··· Input ···

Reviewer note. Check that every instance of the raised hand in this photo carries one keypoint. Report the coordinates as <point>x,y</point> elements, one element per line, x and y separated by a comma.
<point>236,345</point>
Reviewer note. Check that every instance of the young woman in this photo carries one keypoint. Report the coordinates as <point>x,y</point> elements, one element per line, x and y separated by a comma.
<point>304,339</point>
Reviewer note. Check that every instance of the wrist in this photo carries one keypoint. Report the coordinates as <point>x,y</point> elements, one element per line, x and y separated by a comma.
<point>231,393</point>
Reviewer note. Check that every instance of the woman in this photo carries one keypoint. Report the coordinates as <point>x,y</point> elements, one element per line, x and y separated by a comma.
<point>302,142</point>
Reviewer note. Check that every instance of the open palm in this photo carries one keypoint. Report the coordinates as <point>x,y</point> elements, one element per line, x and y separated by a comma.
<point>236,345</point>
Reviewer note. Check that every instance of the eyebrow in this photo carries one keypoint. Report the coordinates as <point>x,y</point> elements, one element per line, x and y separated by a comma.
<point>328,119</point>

···

Give the listing above again, word for word.

Reviewer note. Check that every instance of the raised hand in this photo carries one keypoint. Report the coordinates as <point>x,y</point> elements, one element per line, x and y separated by a comma.
<point>236,345</point>
Reviewer note. Check that every instance of the young woman in this photo carries one keypoint. Report the coordinates as <point>x,y</point> elements, one element per line, x and y separated by a comma.
<point>304,339</point>
Reviewer note. Check that every instance of the wrist in this photo carries one keypoint. Report the coordinates as <point>x,y</point> elements, one element per line, x and y separated by a comma.
<point>231,393</point>
Reviewer note. Check that every instance of the woman in this photo carries one keypoint. Report the coordinates as <point>x,y</point> elements, one element per line, x and y separated by a comma.
<point>302,142</point>
Reviewer note. Check that every instance of the open palm in this photo carries one keypoint. Report the coordinates as <point>x,y</point> elements, one element per line, x and y separated by a comma.
<point>236,345</point>
Reviewer note. Check that every instance of the eyebrow in this photo carries one keypoint. Report the coordinates as <point>x,y</point> elements, one element per line, x and y separated by a comma.
<point>328,119</point>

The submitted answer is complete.